* Instruções:
Transcreva, do trecho sobre o plantio no lote, a passagem entre "área com poucos" e "de campo, 2017).", incluindo as duas.

Eciléa e seu marido Anderson, ao chegarem ao lote se depararam com uma

área com poucos dendês vivos. Eles iniciaram seus plantios em 2006 com lavoura

branca, e assim como Neuza, Mizelias e Filho, foram introduzindo culturas

permanentes na medida em que colhiam o roçado no seguinte. No entanto, admite

que realmente não foi fácil trabalhar nessa terra:

Mas esse plantio também não foi fácil. Porque essa terra é cansada. Cheia de veneno. Foram mais de 40 anos que a DENPASA jogou veneno, e continua jogando na área que ela pertence. Mas nessa área que a gente mora, é mais de 40 anos. As primeiras culturas não tinham muito êxito. Mas aos poucos a gente tá conseguindo recuperar (Trabalho de campo, 2017).

* Dados apresentados:
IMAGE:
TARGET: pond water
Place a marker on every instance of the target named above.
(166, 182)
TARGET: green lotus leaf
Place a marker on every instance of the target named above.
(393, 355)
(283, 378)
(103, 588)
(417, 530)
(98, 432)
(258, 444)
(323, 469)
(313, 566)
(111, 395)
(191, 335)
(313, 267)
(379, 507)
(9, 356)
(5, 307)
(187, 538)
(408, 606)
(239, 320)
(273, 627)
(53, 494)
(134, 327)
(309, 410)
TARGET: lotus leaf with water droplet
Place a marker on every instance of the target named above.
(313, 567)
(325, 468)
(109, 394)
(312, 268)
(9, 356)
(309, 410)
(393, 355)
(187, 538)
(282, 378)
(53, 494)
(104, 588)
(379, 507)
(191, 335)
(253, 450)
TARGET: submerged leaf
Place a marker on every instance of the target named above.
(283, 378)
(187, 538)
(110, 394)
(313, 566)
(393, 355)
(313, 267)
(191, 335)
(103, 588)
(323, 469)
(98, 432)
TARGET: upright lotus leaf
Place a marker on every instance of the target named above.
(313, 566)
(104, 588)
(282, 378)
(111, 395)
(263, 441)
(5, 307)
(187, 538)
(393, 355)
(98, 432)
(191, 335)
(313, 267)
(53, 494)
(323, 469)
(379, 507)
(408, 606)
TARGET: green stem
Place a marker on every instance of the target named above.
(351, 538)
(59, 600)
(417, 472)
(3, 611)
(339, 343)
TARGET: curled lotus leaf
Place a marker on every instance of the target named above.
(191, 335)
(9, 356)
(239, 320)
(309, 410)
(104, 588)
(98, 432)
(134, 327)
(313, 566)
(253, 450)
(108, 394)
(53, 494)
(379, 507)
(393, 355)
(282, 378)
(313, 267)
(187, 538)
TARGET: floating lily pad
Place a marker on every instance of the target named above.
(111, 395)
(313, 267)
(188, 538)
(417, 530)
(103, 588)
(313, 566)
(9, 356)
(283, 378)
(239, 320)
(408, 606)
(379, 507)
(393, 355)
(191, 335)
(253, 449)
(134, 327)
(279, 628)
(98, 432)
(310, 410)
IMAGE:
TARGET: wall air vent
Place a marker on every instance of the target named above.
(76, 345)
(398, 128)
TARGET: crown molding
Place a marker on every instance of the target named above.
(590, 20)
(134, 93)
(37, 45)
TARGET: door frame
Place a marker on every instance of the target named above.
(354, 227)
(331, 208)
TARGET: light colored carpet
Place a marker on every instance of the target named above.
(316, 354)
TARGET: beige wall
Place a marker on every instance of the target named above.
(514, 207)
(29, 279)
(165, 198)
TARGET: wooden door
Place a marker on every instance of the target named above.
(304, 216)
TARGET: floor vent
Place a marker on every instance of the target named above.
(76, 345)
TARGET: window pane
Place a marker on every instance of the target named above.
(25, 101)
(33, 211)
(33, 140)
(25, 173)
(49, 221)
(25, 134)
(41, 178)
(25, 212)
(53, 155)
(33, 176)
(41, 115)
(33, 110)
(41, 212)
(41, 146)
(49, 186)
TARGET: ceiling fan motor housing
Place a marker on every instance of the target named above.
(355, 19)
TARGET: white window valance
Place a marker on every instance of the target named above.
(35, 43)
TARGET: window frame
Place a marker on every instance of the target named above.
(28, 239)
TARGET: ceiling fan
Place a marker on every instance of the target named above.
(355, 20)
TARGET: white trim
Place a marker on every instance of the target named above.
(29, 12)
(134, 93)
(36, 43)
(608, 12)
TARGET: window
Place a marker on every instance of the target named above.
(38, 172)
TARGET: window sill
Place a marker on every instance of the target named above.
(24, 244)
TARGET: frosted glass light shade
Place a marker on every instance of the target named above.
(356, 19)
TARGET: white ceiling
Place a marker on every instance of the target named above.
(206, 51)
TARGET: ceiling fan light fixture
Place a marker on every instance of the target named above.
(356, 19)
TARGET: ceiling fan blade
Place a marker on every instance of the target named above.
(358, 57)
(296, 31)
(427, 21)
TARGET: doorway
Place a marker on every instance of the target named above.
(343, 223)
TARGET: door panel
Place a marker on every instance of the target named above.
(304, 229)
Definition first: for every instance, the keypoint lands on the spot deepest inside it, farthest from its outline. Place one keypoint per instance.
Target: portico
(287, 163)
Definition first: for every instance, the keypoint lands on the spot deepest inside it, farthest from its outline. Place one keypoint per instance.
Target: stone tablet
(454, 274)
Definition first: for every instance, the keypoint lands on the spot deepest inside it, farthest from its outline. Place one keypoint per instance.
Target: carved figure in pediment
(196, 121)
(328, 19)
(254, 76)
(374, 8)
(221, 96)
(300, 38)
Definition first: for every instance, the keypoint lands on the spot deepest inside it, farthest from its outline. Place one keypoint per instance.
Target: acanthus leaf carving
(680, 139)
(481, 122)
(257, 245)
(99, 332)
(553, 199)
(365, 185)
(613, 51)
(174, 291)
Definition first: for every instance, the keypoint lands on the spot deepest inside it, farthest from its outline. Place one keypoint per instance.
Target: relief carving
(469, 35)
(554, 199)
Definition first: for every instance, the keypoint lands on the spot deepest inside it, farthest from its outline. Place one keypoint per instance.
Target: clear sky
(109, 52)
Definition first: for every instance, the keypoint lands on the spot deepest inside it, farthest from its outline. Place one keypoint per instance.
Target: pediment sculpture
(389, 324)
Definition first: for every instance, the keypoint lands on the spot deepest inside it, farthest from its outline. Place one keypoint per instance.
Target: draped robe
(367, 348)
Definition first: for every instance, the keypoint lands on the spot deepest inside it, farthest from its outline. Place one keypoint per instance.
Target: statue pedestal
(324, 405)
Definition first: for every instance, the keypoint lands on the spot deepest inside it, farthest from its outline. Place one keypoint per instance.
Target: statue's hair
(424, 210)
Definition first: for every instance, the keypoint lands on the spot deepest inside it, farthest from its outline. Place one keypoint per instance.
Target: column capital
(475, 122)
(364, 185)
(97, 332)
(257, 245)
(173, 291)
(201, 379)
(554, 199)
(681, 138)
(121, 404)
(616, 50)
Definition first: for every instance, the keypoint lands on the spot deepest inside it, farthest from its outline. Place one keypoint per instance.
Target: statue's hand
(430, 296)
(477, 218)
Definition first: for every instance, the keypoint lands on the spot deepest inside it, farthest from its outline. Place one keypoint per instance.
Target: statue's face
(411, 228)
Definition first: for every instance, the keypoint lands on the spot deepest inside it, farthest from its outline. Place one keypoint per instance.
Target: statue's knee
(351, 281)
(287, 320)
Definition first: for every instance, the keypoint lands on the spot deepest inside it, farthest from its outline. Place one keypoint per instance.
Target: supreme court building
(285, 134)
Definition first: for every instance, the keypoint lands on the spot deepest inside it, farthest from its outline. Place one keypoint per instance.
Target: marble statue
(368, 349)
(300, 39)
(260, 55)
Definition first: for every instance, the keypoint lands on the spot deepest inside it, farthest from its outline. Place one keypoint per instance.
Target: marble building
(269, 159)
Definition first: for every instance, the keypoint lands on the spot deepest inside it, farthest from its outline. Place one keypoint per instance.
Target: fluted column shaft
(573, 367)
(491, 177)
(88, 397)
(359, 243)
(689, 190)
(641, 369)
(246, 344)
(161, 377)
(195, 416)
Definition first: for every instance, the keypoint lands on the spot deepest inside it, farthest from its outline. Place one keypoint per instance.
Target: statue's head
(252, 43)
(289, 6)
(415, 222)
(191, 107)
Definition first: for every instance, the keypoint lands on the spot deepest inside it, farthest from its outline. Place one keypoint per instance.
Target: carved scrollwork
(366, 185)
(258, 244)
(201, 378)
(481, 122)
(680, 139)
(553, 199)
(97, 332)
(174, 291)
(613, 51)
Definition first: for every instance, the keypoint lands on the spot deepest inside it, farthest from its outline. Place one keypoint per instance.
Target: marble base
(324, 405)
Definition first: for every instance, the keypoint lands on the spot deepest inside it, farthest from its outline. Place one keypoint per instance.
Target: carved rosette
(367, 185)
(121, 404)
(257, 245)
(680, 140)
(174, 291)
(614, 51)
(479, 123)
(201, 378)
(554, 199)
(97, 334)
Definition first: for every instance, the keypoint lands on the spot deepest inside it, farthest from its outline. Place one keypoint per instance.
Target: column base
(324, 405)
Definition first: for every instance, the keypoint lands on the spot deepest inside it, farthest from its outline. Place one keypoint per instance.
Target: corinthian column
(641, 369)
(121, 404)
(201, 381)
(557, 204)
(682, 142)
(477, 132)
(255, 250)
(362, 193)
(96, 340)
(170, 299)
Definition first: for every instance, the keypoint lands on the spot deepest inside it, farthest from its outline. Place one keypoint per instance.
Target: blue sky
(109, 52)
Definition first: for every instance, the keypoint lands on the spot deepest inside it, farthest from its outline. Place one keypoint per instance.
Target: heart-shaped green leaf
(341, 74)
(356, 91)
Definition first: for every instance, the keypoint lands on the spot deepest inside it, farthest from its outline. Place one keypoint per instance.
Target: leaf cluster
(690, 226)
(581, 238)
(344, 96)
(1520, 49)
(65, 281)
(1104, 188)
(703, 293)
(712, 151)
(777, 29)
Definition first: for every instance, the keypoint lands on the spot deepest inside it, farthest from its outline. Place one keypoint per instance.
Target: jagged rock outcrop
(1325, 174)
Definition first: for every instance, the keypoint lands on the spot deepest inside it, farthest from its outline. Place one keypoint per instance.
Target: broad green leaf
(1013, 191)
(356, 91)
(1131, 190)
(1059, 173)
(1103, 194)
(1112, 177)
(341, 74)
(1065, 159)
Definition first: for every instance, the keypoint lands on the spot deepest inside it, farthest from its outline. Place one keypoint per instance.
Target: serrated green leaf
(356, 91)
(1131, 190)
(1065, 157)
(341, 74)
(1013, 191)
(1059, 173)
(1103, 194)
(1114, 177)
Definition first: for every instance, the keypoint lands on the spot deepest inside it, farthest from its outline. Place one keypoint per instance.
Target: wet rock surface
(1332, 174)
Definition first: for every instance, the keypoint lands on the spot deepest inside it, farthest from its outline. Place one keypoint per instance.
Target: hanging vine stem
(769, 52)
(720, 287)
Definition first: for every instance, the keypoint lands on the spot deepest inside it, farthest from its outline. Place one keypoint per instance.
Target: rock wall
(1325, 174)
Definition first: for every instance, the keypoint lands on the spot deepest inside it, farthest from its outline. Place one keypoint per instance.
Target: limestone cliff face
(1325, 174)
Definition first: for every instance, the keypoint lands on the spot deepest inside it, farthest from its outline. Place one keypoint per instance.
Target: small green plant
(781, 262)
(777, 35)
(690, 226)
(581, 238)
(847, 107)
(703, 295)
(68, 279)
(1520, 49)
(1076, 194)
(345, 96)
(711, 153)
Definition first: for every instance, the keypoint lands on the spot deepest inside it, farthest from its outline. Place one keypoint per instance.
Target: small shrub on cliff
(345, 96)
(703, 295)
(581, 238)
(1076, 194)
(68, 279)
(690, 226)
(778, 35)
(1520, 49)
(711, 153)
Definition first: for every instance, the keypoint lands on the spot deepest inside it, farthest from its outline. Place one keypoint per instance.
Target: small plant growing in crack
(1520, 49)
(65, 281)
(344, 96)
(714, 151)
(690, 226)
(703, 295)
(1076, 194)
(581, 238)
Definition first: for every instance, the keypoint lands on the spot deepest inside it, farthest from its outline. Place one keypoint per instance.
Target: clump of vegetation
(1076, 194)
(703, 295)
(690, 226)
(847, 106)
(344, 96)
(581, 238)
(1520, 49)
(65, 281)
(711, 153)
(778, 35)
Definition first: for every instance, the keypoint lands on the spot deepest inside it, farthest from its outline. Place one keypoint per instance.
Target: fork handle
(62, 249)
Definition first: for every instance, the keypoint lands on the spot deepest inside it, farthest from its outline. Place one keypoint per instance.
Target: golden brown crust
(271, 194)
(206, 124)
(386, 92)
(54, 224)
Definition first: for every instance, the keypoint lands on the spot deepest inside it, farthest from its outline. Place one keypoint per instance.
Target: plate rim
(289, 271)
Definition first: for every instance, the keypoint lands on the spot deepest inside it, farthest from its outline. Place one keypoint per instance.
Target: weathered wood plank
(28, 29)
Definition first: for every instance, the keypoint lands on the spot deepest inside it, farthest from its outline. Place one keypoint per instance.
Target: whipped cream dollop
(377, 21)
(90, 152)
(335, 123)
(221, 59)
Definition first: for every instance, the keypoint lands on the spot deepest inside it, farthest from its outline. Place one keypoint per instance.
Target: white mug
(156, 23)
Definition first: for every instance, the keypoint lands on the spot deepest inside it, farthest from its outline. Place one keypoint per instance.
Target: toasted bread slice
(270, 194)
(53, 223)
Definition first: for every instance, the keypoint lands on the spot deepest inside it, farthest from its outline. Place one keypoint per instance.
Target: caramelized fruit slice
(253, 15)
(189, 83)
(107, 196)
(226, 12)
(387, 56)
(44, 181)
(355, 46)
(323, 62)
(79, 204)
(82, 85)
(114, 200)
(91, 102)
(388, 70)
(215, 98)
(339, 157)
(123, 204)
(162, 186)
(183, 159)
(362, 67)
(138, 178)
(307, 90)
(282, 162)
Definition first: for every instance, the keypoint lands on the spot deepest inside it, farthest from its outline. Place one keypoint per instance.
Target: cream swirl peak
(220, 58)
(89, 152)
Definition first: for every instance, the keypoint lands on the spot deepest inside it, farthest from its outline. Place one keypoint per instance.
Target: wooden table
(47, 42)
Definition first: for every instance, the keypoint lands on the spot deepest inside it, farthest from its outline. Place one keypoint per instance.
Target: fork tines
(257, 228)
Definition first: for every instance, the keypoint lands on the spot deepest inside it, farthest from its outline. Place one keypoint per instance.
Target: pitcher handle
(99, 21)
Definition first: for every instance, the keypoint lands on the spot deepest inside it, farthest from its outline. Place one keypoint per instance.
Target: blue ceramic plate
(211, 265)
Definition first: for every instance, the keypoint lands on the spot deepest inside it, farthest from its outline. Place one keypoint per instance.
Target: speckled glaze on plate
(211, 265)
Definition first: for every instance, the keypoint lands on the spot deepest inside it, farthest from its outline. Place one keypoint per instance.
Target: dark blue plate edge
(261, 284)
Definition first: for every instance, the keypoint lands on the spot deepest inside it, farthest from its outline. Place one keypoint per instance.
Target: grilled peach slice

* Exercício resolvido:
área com poucos dendês vivos. Eles iniciaram seus plantios em 2006 com lavoura

branca, e assim como Neuza, Mizelias e Filho, foram introduzindo culturas

permanentes na medida em que colhiam o roçado no seguinte. No entanto, admite

que realmente não foi fácil trabalhar nessa terra:

Mas esse plantio também não foi fácil. Porque essa terra é cansada. Cheia de veneno. Foram mais de 40 anos que a DENPASA jogou veneno, e continua jogando na área que ela pertence. Mas nessa área que a gente mora, é mais de 40 anos. As primeiras culturas não tinham muito êxito. Mas aos poucos a gente tá conseguindo recuperar (Trabalho de campo, 2017).